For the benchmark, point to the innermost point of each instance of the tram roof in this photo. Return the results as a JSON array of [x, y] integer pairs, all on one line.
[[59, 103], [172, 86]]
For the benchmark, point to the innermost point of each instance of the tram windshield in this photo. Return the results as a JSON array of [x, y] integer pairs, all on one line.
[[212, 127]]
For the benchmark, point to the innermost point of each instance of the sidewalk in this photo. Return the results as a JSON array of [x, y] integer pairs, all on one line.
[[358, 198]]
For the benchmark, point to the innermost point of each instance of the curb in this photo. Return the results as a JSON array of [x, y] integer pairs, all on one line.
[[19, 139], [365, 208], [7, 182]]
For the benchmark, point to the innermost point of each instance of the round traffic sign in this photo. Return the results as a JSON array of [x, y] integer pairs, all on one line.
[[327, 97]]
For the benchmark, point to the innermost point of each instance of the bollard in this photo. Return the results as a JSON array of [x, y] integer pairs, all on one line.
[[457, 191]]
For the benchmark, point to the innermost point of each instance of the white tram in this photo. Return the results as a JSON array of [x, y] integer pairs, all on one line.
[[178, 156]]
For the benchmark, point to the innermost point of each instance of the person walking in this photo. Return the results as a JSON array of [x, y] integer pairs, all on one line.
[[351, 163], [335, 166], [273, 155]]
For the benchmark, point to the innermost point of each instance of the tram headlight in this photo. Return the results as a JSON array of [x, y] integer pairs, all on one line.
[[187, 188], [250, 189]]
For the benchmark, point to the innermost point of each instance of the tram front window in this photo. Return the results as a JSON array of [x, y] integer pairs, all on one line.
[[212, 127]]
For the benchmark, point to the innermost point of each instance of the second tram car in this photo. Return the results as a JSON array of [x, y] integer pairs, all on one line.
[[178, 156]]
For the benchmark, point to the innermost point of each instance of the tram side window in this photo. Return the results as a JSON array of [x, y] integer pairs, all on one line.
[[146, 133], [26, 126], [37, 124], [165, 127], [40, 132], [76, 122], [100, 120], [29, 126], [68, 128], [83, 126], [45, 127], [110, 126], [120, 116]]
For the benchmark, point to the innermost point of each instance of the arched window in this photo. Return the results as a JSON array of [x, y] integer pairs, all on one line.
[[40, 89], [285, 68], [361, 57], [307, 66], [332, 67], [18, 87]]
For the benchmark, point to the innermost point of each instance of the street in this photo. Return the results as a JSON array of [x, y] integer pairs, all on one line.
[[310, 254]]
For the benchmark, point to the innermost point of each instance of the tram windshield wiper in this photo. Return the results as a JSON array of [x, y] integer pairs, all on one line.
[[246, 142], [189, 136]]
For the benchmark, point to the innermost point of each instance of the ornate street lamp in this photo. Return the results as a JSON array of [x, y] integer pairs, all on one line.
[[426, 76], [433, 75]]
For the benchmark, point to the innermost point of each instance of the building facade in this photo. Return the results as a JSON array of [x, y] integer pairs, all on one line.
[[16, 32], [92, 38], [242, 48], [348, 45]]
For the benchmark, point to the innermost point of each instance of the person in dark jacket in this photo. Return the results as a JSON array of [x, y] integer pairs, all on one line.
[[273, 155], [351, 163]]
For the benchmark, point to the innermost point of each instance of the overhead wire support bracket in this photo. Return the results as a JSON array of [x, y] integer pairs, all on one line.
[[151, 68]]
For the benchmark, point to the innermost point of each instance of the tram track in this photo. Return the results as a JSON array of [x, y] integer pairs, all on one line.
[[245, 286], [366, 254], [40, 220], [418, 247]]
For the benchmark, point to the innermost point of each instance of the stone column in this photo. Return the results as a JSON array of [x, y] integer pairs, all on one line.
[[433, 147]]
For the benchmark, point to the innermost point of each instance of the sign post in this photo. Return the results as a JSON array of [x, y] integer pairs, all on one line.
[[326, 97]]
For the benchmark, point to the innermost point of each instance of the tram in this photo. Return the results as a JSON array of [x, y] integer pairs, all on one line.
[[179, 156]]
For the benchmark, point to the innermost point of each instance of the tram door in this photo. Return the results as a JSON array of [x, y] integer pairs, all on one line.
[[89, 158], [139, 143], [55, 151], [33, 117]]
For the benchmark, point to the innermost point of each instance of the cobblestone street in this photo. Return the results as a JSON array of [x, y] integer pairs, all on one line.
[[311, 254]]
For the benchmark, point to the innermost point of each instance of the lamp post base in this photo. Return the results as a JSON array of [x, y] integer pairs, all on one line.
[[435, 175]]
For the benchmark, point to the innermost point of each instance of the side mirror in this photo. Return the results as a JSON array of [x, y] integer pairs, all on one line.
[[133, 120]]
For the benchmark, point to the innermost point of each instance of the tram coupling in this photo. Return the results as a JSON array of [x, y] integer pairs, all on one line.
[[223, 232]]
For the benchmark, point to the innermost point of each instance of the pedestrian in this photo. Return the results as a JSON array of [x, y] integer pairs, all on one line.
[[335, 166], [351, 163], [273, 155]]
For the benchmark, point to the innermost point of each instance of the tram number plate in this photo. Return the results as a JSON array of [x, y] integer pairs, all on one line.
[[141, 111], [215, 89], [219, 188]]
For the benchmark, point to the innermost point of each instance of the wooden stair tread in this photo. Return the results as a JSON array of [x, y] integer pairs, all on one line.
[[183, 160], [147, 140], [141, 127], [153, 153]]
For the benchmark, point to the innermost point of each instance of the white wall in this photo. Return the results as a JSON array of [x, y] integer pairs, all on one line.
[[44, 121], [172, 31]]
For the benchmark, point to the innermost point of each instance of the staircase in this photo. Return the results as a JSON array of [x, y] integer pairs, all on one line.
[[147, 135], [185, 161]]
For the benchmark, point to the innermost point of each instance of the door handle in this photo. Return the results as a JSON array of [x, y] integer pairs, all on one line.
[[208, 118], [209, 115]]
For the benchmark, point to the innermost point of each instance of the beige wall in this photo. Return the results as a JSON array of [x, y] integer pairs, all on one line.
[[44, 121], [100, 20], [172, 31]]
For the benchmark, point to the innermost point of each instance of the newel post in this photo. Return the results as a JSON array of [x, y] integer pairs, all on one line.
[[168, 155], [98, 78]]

-- AIM OF THE TASK --
Render the listing above as a two-column CSV with the header row instruction,points. Give one row for each item in the listing, putting its text and its answer each in a single quoted field, and replace any line breaks with spaces.

-- EXERCISE RESULT --
instruction,points
"For the benchmark, point to the innermost point of each instance of the tram roof in this photo. Return the results as a JSON array of [x, y] integer pairs, all on one line.","[[59, 103], [172, 86]]"
"For the benchmark, point to the innermost point of each instance of the tram windshield in this photo. Return the results as a JSON array of [x, y] integer pairs, all on one line.","[[212, 127]]"
"For the benchmark, point to the innermost point of each instance of the sidewalk in this photo. Return the results as a JSON array of [x, y] integer pairs, all on one line.","[[358, 198]]"
"For the benchmark, point to the innermost point of each instance of the curb in this photo. Return the results as a JSON array of [x, y] integer pairs, all on one line.","[[19, 139], [365, 208], [7, 182]]"
"For the benchmark, point to the innermost point of each instance of the round traffic sign in this photo. Return the results as a JSON array of [x, y] integer pairs, all on one line.","[[327, 97]]"
"For the benchmark, point to the innermost point of each instance of the bollard in this photo. Return the results as a JSON array of [x, y] integer pairs, all on one line.","[[457, 191]]"
"For the benchmark, point to the innermost point of each instance of the white tram in this photo. Return the results as a JSON array of [x, y] integer pairs, all on one line.","[[178, 156]]"
"For the benchmark, point to the innermost point of each instance of the person walking in this photo. Return the results as a JSON array of [x, y] integer pairs, all on one line.","[[351, 163], [335, 166], [273, 155]]"
"For the benchmark, point to the innermost point of each instance of the tram headlight in this photo. Return the results as a JSON array of [x, y] integer pairs, all on one line.","[[187, 188], [250, 189]]"
"For the benchmark, point to the innermost point of each instance of the tram front window in this photo. Return the results as a JSON array of [x, y] integer pairs, all on one line.","[[212, 127]]"
"For the benchmark, point to the innermost point of each instance of the second tram car in this photo. Return the results as a JSON array of [x, y] integer pairs, all on one line.","[[178, 156]]"
"For the benchmark, point to the innermost point of each instance of the tram side window in this photo. Return the results as a JSON array of [x, y] integer pairs, all on one line.","[[146, 133], [26, 126], [37, 124], [165, 127], [40, 132], [76, 122], [100, 120], [29, 126], [68, 128], [83, 126], [45, 127], [110, 126], [120, 116]]"
"For the benchmark, point to the innermost point of each instance of the arched window in this photo. Return the results as a JSON array of [x, y] integer pairs, all on one line.","[[40, 89], [285, 68], [361, 57], [307, 66], [332, 67], [18, 87]]"
"For the benchmark, point to the innermost point of each instance of the street in this photo. Return the results as a JSON array of [x, y] integer pairs, all on one line.","[[310, 254]]"
"For the benchmark, point to the innermost point of each instance of the tram windshield wiper in this photo. Return the results as a JSON array of [x, y] integer pairs, all on one line.","[[246, 142], [189, 136]]"
"For the benchmark, point to the innermost point of each instance of the ornate street lamp in this photo. Return the results as a JSON array of [x, y] integer pairs, all on one line.","[[426, 76], [433, 75]]"
"For the benchmark, point to the innermost point of each instance of the building facade in this photo. Return the results as a JSON array of [x, y] integer pairs, all on one line.","[[16, 32], [92, 38], [242, 48], [348, 45]]"
"For the benchmark, point to the innermost point of each instance of the person in dark jacket in this photo. Return the results as a JSON array of [x, y] integer pairs, all on one line.","[[273, 155], [351, 163]]"
"For the benchmark, point to the innermost point of each instance of the overhead wire support bracket in this photo. Return the results as a JSON array of [x, y] integer pairs, all on one line.","[[151, 68]]"
"For the benchmark, point to the innermost point of each instance of the tram track in this photo. Return the results as a JSON array of [x, y] integer pairs, all on one line.","[[245, 286], [366, 254], [40, 220], [418, 247]]"
"For the benchmark, point to the innermost point of each instance of the stone column in this photo. Return the results as a JSON array of [x, y] integer pairs, all on one line.","[[433, 147]]"
"For the benchmark, point to the innermost point of each instance of the sign post in this photo. Return the results as a JSON array of [x, y] integer pairs, all on one line.","[[326, 97]]"
"For the benchmark, point to the innermost point of each instance of the tram in this photo. Return the results as a JSON array of [x, y] integer pairs, all on one line.","[[179, 156]]"
"For the benchmark, point to the innermost point of each instance of the tram door in this photo. Return the results as a JSON array of [x, y] integer pairs, all on one line.","[[89, 158], [139, 143], [55, 151], [33, 117]]"
"For the benchmark, point to the innermost point of each instance of the cobblestone street in this photo. Return the results as a JSON array of [x, y] integer pairs, all on one line.","[[311, 254]]"
"For the benchmark, point to the innermost point of each instance of the lamp post base in this photo. Return the results as a JSON array of [x, y] integer pairs, all on one line.","[[435, 175]]"
"For the benchmark, point to the innermost point of each instance of the side mirror in this photo. Return the results as a JSON array of [x, y] integer pairs, all on one line.","[[133, 120]]"
"For the benchmark, point to the innermost point of each instance of the tram coupling in this photo. Return the results as a JSON array of [x, y] integer pairs, all on one line.","[[223, 232]]"
"For the benchmark, point to the innermost point of each instance of the pedestrian in this photo. Return the results as a JSON array of [x, y] integer pairs, all on one line.","[[335, 166], [351, 163], [273, 155]]"
"For the benchmark, point to the innermost point of each instance of the tram number plate in this photo. Return the results as a JSON array of [x, y] integer pairs, all on one line.","[[141, 111], [215, 89], [219, 188]]"
"For the benchmark, point to the innermost point of each instance of the wooden stair tread in this photo. Return the results as a JSON array of [x, y] integer pairs, all on one line.","[[183, 160], [147, 140], [141, 127], [153, 153]]"
"For the benchmark, point to the innermost point of each instance of the white wall in this photo. Return the results as a JSON array of [x, y] integer pairs, all on one line.","[[44, 121], [172, 31]]"
"For the benchmark, point to the innermost point of each instance of the staircase in this photo. Return the results as a JSON array of [x, y] integer pairs, all on one line.","[[147, 135], [185, 161]]"
"For the benchmark, point to the innermost point of each instance of the door handle in this photo. Return the results as a JSON array of [x, y] integer pairs, all on one line.","[[208, 118], [209, 115]]"
"For the benchmark, point to the innermost point of each instance of the beige wall in this photo. Return the results as a JSON array of [x, y] integer pairs, all on one line.","[[44, 121], [100, 20], [172, 31]]"
"For the benchmark, point to the innermost point of each instance of the newel post in this photo. Return the results as a JSON array of [x, y] integer pairs, all on one line.","[[168, 155], [98, 78]]"